[Dataset entries]
** START **
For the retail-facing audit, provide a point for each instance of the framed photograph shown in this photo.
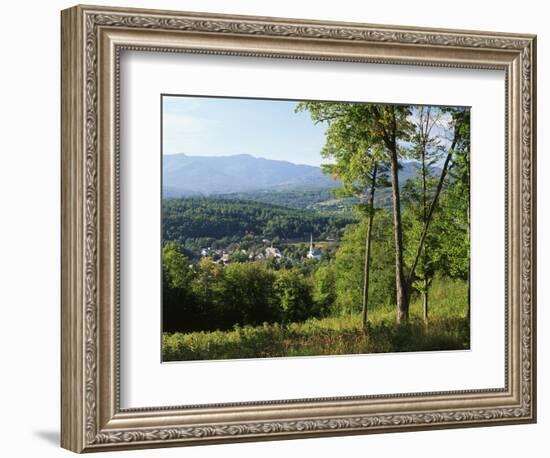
(277, 228)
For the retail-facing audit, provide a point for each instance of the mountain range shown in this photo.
(187, 175)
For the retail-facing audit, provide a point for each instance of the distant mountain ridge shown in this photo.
(187, 175)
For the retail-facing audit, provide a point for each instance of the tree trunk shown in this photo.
(425, 300)
(367, 252)
(400, 283)
(429, 216)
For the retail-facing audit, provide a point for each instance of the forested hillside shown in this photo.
(199, 222)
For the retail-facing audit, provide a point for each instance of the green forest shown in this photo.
(373, 265)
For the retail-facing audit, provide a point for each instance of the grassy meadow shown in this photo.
(448, 329)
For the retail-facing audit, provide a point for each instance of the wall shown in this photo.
(29, 242)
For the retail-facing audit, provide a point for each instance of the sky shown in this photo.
(271, 129)
(204, 126)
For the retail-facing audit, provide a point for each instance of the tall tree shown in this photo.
(457, 152)
(427, 148)
(358, 160)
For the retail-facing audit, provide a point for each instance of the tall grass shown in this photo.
(447, 329)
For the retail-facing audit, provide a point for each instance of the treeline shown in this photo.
(366, 145)
(197, 221)
(209, 296)
(299, 198)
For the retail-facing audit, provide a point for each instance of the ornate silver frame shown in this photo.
(92, 38)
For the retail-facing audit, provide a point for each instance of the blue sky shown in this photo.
(203, 126)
** END **
■ **Written problem**
Put every line of the records above into a numbered list, skipping any blank lines. Leave the picture out of your answer.

■ **Solution to this problem**
1. For the retail-facing audit, provide a point for each instance of the framed photograph shown in this photo.
2. (277, 228)
3. For the retail-facing audit, provide a point for each instance of the mountain range shown in this photo.
4. (187, 175)
5. For the retail-facing audit, provide a point for each instance of the distant mountain ridge shown in this photo.
6. (187, 175)
7. For the retail-facing audit, provide a point for each instance of the tree trunk shown in this photo.
8. (425, 300)
9. (367, 252)
10. (400, 283)
11. (429, 216)
12. For the retail-facing audit, provide a point for each instance of the forested hillside shown in this photo.
13. (199, 222)
14. For the retail-facing audit, provide a point for each instance of the green forest shown in this photo.
15. (373, 265)
16. For the retail-facing audit, provide a point for each instance of the grassy meadow shown in this photo.
17. (448, 329)
18. For the retail-facing audit, provide a point for each instance of the wall shown in this photo.
19. (29, 242)
20. For the retail-facing audit, provide a point for each instance of the sky shown in this photo.
21. (271, 129)
22. (204, 126)
23. For the retail-facing audit, provide a point for each instance of the tall tree shown in this photo.
24. (457, 152)
25. (427, 148)
26. (358, 160)
27. For the retail-facing audit, provide a point for each instance of the tall grass shown in this photo.
28. (447, 329)
29. For the retail-facing audit, provide a point for each instance of the treeline shown in this photo.
30. (366, 145)
31. (197, 221)
32. (209, 296)
33. (299, 198)
34. For the retail-facing audit, provide a point for each instance of the ornate silver frame shown in this photo.
35. (92, 38)
36. For the retail-facing audit, provide a point for each instance of the blue sky shown in this photo.
37. (203, 126)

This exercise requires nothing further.